» Tugas A:
Menurut teks bacaan tentang media sosial dan toleransi, apa yang melatarbelakangi pertanyaan apakah media sosial merupakan berkah atau bencana bagi toleransi dan keberagamaan di Indonesia? Jelaskan dalam satu sampai tiga kalimat.
» Tugas B:
Dalam teks bacaan tentang media sosial dan toleransi, isu apa yang disebut dijadikan instrumen untuk menjatuhkan lawan politik pada pemilihan kepala daerah?

____ Teks Bacaan

Dari kemajuan inilah, muncul berbagai harapan, euforia, dan optimisme dalam menyambut datangnya sebuah era baru (new age) yang tidak terbungkus oleh sekat-sekat geografis, ideologis, dan batasan-batasan normatif-etis dalam menjelajahi dunia realitas.
Di tengah euforia kemajuan teknologi informasi, apakah media sosial yang digunakan manusia modern sekarang ini merupakan sebuah berkah atau bencana bagi terpeliharanya semangat toleransi dan keberagamaan di Indonesia? Pertanyaan ini dilatarbelakangi oleh semakin derasnya isu-isu negatif di media sosial yang menyebarkan api kebencian dan permusuhan antar elemen bangsa. Salah satunya adalah isu SARA yang dijadikan sebagai instrumen untuk menjatuhkan lawan politik pada pemilihan kepala daerah.
Terjadinya konflik yang diakibatkan oleh pernyataan negatif di media sosial tentu saja membutuhkan refleksi kritis dari setiap individu manusia tentang kenyataan yang terlihat dalam setiap pemanfaaan media sosial oleh semua kalangan, baik dari kalangan muda maupun kalangan usia tua. Pada satu sisi, kehadiran media sosial yang begitu menjamur ini menjadi berkah tersendiri bagi setiap orang di berbagai belahan dunia untuk melakukan komunikasi secara bebas tanpa batas dengan siapa pun. Di sisi lain, media sosial banyak juga memberikan pengaruh negatif bagi terpeliharanya semangat toleransi antar umat beragama dan tegaknya rasa persatuan dan kesatuan antar sesama bangsa.
Kehadiran media sosial yang berkembang pesat di dunia maya bisa menjadi bencana yang sangat besar tegaknya nilai-nilai toleransi dalam bingkai kebhinnekaan. Fungsi media sosial yang semestinya dipergunakan untuk kebaikan, ternyata banyak disalahgunakan untuk menyuburkan api permusuhan, kejahatan virtual, sikap intoleran, dan diskriminasi atas nama agama. Salah satu bencana media sosial yang sering disalahgunakan adalah menyebarkan api permusuhan melalui isu SARA atau sentimen yang berbau sektarianisme dan primordialisme.

________
____ Data Tercatat

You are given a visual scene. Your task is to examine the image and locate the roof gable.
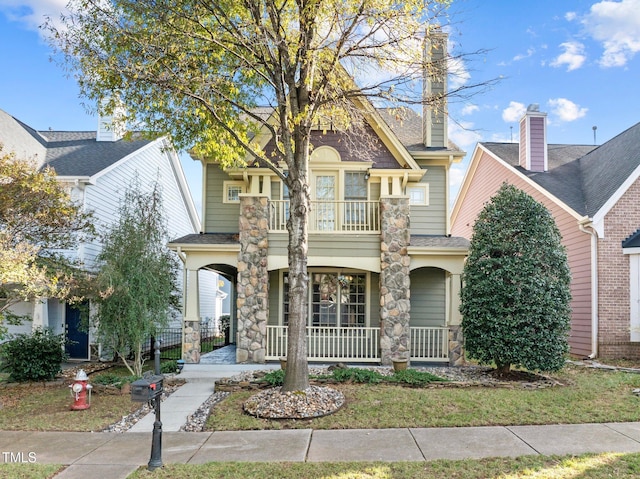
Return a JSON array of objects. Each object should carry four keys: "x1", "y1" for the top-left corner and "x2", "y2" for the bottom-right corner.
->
[
  {"x1": 41, "y1": 131, "x2": 151, "y2": 177},
  {"x1": 580, "y1": 123, "x2": 640, "y2": 216},
  {"x1": 482, "y1": 143, "x2": 596, "y2": 216}
]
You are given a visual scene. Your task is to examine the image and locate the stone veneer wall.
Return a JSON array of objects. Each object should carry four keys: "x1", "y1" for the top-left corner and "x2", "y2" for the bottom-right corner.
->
[
  {"x1": 380, "y1": 197, "x2": 411, "y2": 364},
  {"x1": 236, "y1": 196, "x2": 269, "y2": 363},
  {"x1": 182, "y1": 321, "x2": 201, "y2": 364}
]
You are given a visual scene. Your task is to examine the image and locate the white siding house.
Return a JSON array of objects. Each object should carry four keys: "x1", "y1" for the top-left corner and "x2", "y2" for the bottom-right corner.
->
[{"x1": 0, "y1": 110, "x2": 217, "y2": 359}]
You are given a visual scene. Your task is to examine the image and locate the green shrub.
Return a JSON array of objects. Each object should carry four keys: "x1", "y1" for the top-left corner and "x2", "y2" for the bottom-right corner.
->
[
  {"x1": 387, "y1": 369, "x2": 446, "y2": 386},
  {"x1": 460, "y1": 183, "x2": 571, "y2": 374},
  {"x1": 333, "y1": 368, "x2": 384, "y2": 384},
  {"x1": 91, "y1": 373, "x2": 136, "y2": 389},
  {"x1": 0, "y1": 329, "x2": 67, "y2": 382}
]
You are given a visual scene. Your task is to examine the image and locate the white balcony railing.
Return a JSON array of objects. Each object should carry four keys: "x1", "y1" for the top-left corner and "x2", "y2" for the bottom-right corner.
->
[
  {"x1": 265, "y1": 326, "x2": 449, "y2": 363},
  {"x1": 269, "y1": 200, "x2": 380, "y2": 233}
]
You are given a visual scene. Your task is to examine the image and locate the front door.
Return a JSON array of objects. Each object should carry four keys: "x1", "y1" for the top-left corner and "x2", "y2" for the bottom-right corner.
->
[{"x1": 65, "y1": 304, "x2": 89, "y2": 359}]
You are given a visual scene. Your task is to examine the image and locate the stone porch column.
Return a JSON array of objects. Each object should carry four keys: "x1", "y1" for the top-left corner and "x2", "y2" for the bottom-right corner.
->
[
  {"x1": 380, "y1": 196, "x2": 411, "y2": 364},
  {"x1": 236, "y1": 195, "x2": 269, "y2": 363},
  {"x1": 182, "y1": 269, "x2": 201, "y2": 364}
]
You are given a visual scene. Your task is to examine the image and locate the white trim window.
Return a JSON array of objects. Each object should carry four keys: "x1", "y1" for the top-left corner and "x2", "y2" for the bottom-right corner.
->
[
  {"x1": 407, "y1": 183, "x2": 429, "y2": 206},
  {"x1": 222, "y1": 181, "x2": 247, "y2": 203}
]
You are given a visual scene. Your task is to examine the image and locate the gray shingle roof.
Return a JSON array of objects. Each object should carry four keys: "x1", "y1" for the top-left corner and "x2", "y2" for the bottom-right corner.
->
[
  {"x1": 377, "y1": 108, "x2": 461, "y2": 151},
  {"x1": 482, "y1": 143, "x2": 596, "y2": 215},
  {"x1": 40, "y1": 131, "x2": 151, "y2": 176},
  {"x1": 482, "y1": 123, "x2": 640, "y2": 217},
  {"x1": 171, "y1": 233, "x2": 240, "y2": 245},
  {"x1": 0, "y1": 110, "x2": 151, "y2": 177}
]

________

» Jawaban yang Diharapkan A:
Pertanyaan itu dilatarbelakangi oleh semakin derasnya isu-isu negatif di media sosial yang menyebarkan api kebencian dan permusuhan antar elemen bangsa. Salah satunya adalah isu SARA yang dijadikan instrumen untuk menjatuhkan lawan politik pada pemilihan kepala daerah.

» Jawaban yang Diharapkan B:
Isu SARA.